*Supplied text*:

The woman, who Fox News said spoke on condition of anonymity because the workers had been asked to not speak to the media, added that her son was too scared to sleep on the floor and so had been doing so on a desk.

"But they say high radioactivity is everywhere and I think this will not save him," she said.

Contamination has affected work at the plant, where radioactive water has been pooling, often thwarting the work of powering up the complex's cooling systems.

Sharing radiation meters
Despite the leaks, TEPCO hasn't had enough dosimeters to provide one for each employee since many were destroyed in the earthquake. Under normal circumstances, the gauges, which measure radiation, would be worn at all times.

Officials said Friday that more meters had arrived and there were now enough for everyone.

"We must ensure safety and health of the workers, but we also face a pressing need to get the work done as quickly as possible," said nuclear safety agency spokesman Hidehiko Nishiyama. Until now, sharing meters "has been an unavoidable choice."

TEPCO has repeatedly relaxed safety standards during the crisis in order to prevent frequent violations. That is not uncommon during emergencies.

Story: View images of quake, tsunami by date, location

TEPCO spokesman Naoyuki Matsumo also said iodine-131, a radioactive substance that decays quickly, was found nearly 50 feet below one of the reactors.

The groundwater contamination was found in concentrations 10,000 times higher than the government standard for the plant.

Seiki Kawagoe, an environmental science professor at Tohoku University, said Friday the radioactive substances were unlikely to affect drinking water, noting that radiation tends to dissipate quickly in the ground, as it does in the ocean.

But there are two ways the iodine could eventually affect drinking water if concentrations were high enough.

One is if it were to seep into wells in the area. For now, a 12-mile radius around the plant has been cleared, though residents of the area are growing increasingly frustrated with evacuation orders and have been sneaking back to check on their homes.

*Extracted data*:

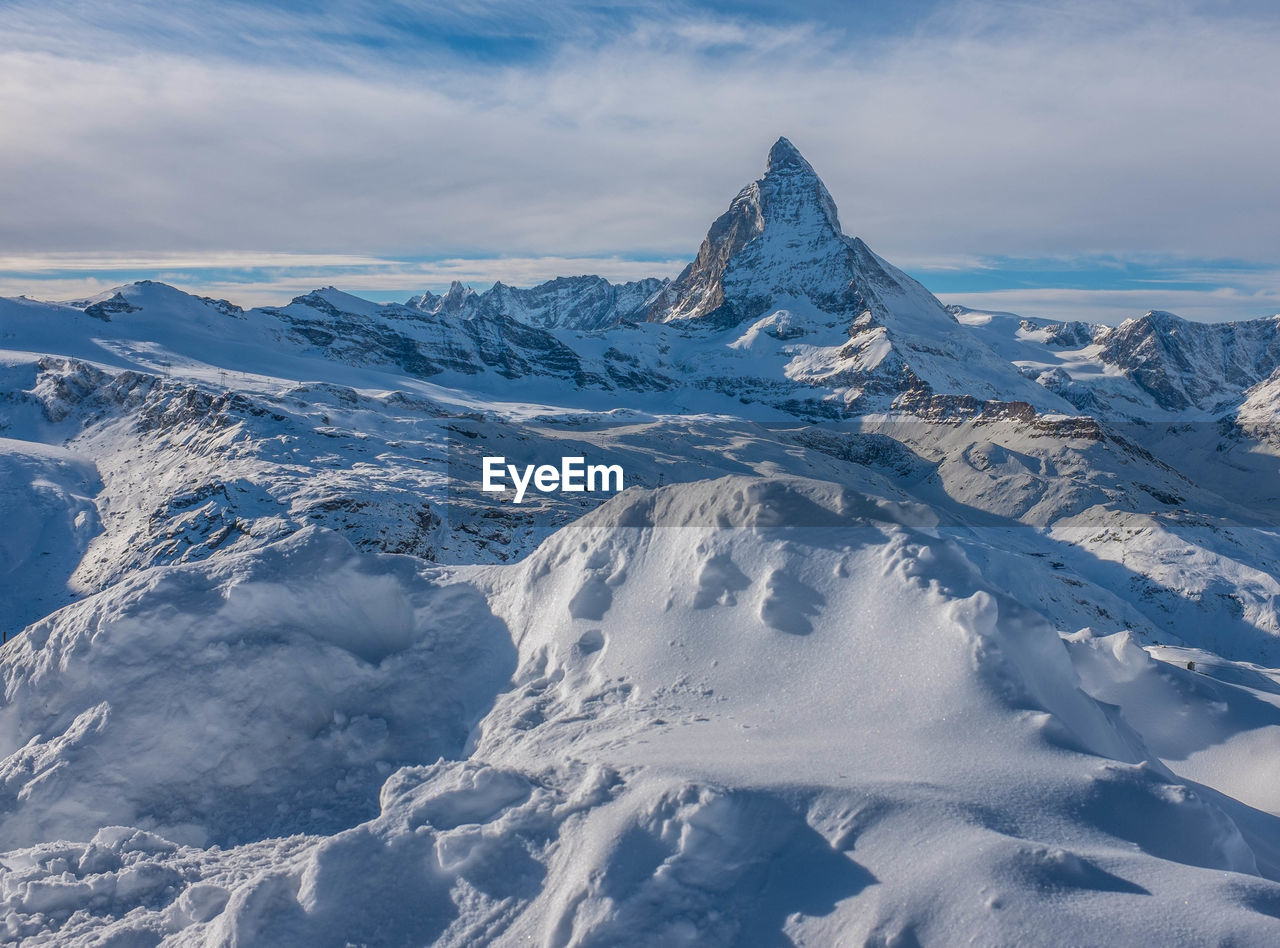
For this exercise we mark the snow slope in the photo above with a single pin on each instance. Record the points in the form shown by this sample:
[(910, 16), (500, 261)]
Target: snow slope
[(913, 626), (711, 737)]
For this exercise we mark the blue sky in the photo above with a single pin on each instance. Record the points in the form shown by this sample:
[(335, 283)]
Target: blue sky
[(1086, 160)]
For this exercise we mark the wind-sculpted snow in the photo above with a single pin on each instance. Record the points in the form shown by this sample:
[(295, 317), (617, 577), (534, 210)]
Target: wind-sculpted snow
[(685, 765), (259, 695), (913, 624)]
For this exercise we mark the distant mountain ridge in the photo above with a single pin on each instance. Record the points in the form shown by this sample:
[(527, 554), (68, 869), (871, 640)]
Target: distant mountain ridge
[(778, 307)]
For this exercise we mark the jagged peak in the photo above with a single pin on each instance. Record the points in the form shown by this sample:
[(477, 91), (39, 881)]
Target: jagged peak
[(786, 156)]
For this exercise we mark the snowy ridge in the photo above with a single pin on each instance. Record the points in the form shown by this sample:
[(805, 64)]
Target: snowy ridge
[(566, 302), (914, 624)]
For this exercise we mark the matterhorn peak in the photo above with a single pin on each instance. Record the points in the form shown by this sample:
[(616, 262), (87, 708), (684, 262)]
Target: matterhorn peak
[(780, 238), (784, 154)]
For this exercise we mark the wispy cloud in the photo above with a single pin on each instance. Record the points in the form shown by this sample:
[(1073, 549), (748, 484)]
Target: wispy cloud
[(480, 129), (250, 279), (1114, 306)]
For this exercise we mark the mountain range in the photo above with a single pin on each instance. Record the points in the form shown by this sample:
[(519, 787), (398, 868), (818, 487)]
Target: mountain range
[(915, 624)]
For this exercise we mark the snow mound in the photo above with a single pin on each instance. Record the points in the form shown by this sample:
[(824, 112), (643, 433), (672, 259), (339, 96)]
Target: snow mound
[(259, 695)]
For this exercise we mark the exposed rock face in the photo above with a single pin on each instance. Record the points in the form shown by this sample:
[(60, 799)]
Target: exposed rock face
[(780, 238), (428, 343), (1192, 365), (567, 302)]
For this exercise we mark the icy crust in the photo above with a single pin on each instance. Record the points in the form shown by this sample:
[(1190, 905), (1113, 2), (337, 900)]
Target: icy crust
[(256, 695), (711, 736), (49, 518), (566, 302)]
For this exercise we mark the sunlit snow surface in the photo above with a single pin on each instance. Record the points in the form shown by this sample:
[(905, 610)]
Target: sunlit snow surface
[(912, 627)]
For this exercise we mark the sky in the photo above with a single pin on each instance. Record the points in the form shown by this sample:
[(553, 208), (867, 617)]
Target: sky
[(1075, 160)]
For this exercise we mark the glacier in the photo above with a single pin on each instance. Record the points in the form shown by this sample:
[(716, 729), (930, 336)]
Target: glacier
[(915, 624)]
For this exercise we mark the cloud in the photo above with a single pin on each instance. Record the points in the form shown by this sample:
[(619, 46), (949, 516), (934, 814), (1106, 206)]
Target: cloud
[(1112, 306), (364, 129), (265, 279)]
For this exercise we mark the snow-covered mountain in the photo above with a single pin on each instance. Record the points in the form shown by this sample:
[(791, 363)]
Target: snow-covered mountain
[(914, 624), (566, 302)]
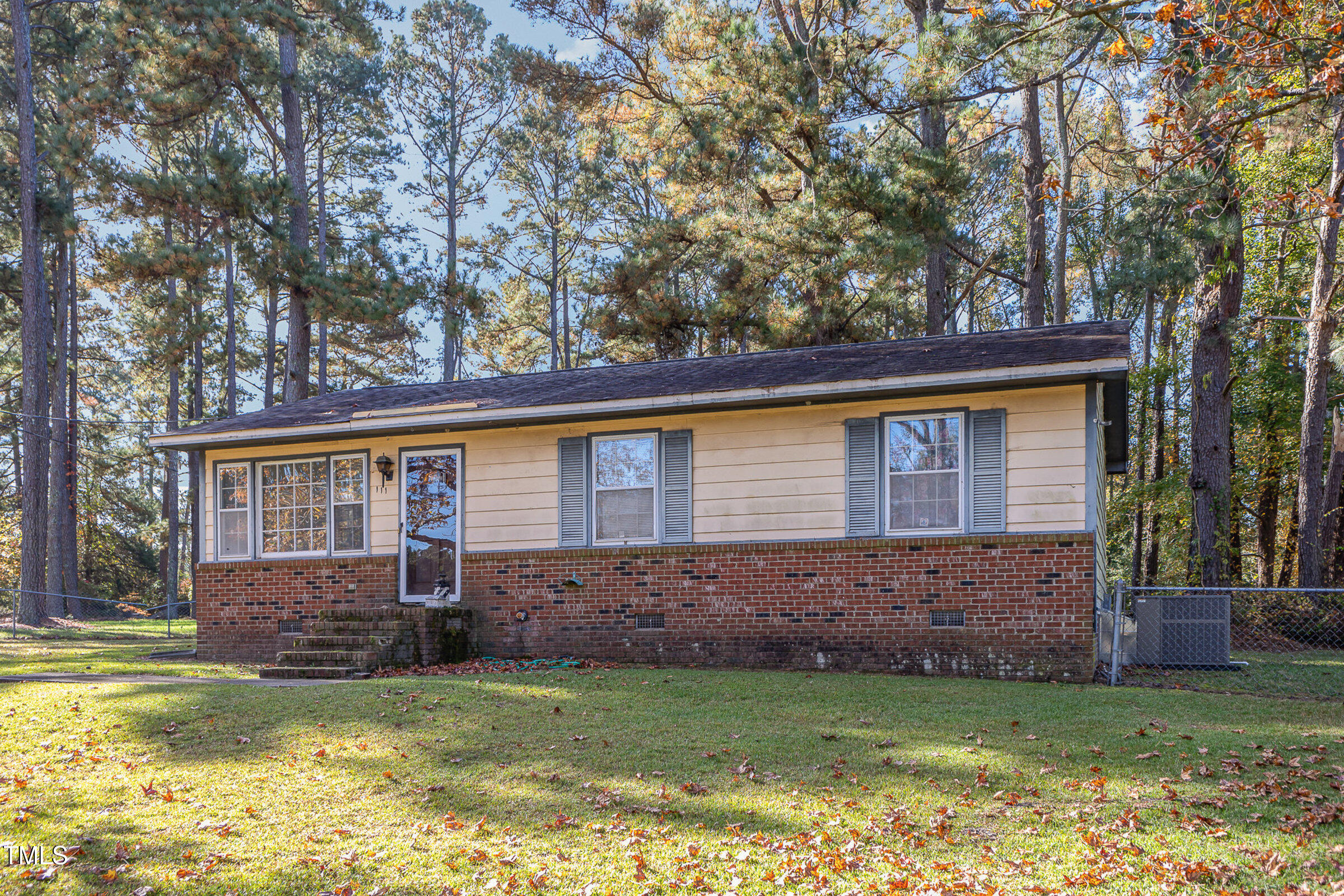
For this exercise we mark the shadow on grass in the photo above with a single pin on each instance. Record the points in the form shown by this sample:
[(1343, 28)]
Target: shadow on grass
[(494, 743)]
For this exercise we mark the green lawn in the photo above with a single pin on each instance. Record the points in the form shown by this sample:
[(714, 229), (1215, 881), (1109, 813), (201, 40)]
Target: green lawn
[(1303, 673), (111, 647), (670, 781)]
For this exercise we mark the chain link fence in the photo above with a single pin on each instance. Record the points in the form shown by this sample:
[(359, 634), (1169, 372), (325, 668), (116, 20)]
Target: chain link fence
[(71, 624), (1282, 642)]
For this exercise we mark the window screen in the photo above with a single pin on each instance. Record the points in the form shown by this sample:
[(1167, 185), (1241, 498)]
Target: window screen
[(293, 507), (234, 511), (348, 503), (623, 488), (924, 473)]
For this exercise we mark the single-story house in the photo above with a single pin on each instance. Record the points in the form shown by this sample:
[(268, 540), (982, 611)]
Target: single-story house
[(932, 506)]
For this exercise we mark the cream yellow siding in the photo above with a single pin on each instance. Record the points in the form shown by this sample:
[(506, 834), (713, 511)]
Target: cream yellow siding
[(757, 474)]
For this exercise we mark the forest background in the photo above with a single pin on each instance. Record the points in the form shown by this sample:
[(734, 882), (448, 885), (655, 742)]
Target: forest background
[(214, 206)]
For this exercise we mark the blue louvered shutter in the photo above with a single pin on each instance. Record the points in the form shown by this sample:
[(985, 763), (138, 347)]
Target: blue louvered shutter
[(676, 487), (862, 465), (575, 492), (988, 472)]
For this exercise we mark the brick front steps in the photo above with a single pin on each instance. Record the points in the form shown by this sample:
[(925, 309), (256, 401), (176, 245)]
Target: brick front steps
[(354, 642)]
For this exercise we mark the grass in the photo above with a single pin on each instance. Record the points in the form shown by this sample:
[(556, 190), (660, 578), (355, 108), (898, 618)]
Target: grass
[(1309, 673), (669, 781), (116, 647)]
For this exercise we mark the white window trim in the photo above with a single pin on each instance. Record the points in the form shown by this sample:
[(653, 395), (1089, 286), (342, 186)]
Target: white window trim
[(962, 472), (248, 512), (331, 503), (401, 523), (261, 539), (657, 486)]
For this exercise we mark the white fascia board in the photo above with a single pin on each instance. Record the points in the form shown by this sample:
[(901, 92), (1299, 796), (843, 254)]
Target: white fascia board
[(467, 418)]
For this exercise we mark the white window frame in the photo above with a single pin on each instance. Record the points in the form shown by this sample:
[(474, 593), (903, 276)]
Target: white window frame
[(331, 501), (401, 521), (261, 540), (246, 511), (654, 436), (962, 470)]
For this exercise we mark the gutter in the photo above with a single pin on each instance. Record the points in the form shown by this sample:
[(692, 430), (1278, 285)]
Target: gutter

*Required task 1*:
Name every person identified by name in the news excerpt about the nuclear plant.
*Required task 2*:
Count the lines of the rows above that contain the string "rock", and reply with that number alone.

*Worked answer 1*:
Hidehiko Nishiyama, Naoyuki Matsumo, Seiki Kawagoe

*Worked answer 2*:
2